The task
Keep every line in which "grassy" occurs and drop the rest of the data.

Extracted material
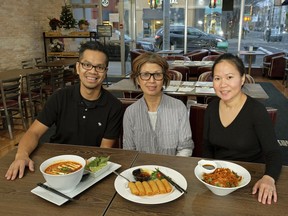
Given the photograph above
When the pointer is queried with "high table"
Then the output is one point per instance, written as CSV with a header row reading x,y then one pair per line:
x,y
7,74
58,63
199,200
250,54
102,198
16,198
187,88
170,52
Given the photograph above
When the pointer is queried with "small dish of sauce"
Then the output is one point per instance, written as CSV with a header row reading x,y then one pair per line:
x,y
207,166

...

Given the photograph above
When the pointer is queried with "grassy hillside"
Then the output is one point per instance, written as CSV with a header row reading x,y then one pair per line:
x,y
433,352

--

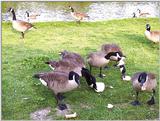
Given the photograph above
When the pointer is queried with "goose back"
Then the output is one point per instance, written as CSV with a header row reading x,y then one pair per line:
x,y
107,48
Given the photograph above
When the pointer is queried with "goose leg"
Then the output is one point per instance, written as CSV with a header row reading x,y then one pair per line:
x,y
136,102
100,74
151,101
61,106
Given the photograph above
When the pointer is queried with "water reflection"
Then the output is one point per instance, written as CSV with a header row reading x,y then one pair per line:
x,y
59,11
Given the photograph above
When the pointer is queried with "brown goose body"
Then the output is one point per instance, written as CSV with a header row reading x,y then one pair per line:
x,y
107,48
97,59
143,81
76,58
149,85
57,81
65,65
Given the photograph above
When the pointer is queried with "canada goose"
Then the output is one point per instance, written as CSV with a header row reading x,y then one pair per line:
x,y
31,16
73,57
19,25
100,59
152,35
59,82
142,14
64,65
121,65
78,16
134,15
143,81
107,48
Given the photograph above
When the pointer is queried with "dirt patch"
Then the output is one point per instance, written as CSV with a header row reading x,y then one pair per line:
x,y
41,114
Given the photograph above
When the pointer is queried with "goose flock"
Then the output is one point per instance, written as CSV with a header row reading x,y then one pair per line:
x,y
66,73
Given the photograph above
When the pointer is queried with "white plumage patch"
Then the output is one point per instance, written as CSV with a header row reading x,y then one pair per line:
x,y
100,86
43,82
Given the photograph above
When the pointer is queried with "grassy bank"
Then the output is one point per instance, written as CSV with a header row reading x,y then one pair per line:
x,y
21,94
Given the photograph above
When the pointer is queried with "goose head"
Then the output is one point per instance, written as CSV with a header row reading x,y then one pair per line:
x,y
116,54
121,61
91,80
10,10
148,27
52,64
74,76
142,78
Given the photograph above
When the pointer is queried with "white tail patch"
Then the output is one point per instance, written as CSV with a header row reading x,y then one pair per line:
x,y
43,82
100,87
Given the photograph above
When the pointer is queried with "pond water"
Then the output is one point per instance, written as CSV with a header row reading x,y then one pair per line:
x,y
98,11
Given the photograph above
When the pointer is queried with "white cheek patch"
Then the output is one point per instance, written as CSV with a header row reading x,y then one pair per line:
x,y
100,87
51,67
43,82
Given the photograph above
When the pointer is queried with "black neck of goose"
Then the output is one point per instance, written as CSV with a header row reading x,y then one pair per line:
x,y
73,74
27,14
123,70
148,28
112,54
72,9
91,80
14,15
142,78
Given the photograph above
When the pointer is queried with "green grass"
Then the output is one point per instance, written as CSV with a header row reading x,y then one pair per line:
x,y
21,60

Finished exercise
When the pointer is queried with "grassy hillside"
When the pointer is queried with "grassy bank"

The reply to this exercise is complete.